■ **PROBLEM DESCRIPTION**
Go through the data and copy every line in which "positive" appears.

■ **MATERIAL FOR THE TASK**

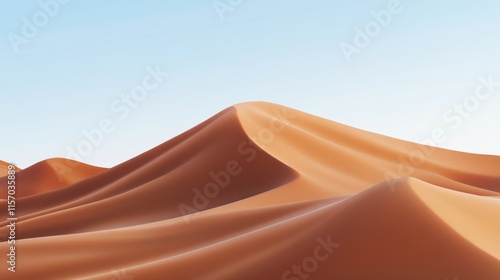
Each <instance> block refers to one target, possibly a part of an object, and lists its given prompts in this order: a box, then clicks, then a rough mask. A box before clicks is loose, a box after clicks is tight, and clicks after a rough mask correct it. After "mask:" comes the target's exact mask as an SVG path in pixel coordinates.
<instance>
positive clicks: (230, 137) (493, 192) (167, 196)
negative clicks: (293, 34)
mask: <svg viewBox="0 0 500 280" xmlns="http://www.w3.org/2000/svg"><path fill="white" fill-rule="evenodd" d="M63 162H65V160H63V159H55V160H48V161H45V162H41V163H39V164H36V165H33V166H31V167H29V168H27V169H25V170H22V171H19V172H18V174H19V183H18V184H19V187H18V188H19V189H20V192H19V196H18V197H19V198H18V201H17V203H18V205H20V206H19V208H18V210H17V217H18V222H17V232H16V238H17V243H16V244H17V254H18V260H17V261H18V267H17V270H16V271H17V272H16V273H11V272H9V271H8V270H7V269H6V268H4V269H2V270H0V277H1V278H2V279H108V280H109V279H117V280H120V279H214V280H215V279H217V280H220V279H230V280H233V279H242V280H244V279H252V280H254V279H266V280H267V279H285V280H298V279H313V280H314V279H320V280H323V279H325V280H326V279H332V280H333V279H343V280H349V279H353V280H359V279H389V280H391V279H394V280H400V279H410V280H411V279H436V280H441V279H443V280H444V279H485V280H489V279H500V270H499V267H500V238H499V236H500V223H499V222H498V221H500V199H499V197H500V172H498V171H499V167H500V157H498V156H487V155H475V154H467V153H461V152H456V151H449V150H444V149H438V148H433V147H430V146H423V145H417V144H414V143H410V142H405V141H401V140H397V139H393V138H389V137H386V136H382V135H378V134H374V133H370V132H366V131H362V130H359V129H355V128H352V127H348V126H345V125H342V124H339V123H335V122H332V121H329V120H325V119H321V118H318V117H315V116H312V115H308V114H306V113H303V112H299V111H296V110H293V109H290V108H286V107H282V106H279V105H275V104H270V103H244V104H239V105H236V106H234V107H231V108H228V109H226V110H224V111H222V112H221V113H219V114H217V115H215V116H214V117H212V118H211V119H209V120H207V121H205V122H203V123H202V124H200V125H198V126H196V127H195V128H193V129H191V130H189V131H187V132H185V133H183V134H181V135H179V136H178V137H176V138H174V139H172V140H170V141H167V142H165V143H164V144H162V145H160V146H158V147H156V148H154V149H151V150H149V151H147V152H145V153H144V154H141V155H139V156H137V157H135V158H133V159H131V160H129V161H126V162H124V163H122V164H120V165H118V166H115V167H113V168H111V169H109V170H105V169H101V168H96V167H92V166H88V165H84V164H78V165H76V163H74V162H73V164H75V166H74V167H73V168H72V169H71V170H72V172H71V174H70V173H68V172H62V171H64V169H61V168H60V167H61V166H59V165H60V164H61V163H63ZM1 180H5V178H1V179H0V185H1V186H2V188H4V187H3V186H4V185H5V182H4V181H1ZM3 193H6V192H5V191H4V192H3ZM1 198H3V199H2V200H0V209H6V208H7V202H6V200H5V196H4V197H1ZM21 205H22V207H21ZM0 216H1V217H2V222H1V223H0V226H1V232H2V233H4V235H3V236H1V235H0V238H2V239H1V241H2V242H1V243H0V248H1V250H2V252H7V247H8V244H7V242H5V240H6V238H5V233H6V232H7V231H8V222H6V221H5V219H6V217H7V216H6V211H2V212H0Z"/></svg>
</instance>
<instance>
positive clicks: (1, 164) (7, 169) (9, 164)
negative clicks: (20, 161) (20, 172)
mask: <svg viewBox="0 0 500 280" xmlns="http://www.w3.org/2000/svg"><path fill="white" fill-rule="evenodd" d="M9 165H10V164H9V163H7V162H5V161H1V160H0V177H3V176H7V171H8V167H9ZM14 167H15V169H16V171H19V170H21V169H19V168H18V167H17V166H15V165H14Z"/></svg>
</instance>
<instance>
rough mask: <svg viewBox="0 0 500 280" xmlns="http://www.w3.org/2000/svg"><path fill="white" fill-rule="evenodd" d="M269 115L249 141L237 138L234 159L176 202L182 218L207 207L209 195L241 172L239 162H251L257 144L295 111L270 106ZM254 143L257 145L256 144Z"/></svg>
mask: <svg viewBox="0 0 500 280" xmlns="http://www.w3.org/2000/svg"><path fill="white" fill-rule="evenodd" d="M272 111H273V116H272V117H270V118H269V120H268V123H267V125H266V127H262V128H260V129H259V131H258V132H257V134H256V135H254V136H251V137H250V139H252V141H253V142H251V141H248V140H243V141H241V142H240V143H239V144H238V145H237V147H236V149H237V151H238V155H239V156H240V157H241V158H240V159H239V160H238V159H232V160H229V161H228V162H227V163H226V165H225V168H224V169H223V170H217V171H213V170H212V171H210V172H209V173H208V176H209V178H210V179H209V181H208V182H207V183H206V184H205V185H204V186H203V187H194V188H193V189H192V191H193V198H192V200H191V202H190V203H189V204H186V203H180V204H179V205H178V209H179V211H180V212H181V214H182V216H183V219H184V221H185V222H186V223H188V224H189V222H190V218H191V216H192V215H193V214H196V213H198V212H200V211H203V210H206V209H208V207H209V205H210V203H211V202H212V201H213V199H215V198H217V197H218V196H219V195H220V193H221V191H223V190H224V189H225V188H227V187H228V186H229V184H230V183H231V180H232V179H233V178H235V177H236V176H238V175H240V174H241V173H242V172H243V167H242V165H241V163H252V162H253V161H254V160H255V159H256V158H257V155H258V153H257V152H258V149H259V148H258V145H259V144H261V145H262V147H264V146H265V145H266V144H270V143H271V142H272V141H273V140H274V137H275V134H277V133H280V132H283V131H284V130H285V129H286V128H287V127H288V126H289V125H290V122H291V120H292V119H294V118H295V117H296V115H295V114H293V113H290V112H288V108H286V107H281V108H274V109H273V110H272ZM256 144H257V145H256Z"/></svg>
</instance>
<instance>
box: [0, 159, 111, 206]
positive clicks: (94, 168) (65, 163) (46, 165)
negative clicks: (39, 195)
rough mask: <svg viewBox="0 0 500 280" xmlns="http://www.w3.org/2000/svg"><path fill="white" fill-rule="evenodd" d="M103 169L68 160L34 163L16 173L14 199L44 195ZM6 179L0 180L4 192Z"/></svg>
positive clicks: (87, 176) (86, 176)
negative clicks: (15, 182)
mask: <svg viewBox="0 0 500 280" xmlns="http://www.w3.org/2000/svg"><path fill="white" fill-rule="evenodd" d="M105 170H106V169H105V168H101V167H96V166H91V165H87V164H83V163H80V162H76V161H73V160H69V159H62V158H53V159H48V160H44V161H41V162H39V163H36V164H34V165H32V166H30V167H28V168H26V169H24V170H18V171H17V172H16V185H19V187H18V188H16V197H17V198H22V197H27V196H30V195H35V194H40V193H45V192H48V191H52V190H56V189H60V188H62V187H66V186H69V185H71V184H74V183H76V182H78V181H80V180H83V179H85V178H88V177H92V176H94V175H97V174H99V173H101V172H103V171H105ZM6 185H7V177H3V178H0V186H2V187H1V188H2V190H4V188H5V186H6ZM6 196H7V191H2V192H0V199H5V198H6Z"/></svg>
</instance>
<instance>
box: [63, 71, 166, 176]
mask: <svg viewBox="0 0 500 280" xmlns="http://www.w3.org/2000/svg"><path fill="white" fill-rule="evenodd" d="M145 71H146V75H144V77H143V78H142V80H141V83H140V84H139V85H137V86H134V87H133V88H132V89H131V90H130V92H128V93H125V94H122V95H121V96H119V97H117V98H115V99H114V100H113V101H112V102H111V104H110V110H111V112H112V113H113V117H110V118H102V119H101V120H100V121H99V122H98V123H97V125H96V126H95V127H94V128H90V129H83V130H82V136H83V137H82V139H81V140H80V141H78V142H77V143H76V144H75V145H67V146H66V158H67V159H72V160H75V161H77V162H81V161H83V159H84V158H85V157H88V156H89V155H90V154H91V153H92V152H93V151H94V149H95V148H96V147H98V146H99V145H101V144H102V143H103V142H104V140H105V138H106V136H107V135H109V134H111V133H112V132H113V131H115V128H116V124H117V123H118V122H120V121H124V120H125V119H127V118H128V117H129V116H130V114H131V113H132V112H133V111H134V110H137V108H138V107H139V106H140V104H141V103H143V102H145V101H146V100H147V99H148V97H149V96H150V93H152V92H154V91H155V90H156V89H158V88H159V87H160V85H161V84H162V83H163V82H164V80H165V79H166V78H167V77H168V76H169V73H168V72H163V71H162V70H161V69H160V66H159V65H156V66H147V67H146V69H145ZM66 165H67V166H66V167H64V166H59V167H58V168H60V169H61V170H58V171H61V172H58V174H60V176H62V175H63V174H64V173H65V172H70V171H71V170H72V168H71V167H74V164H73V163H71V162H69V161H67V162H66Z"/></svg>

■ **RESPONSE AREA**
positive clicks: (230, 137) (493, 192) (167, 196)
positive clicks: (1, 164) (7, 169) (9, 164)
positive clicks: (94, 168) (65, 163) (46, 165)
positive clicks: (87, 176) (86, 176)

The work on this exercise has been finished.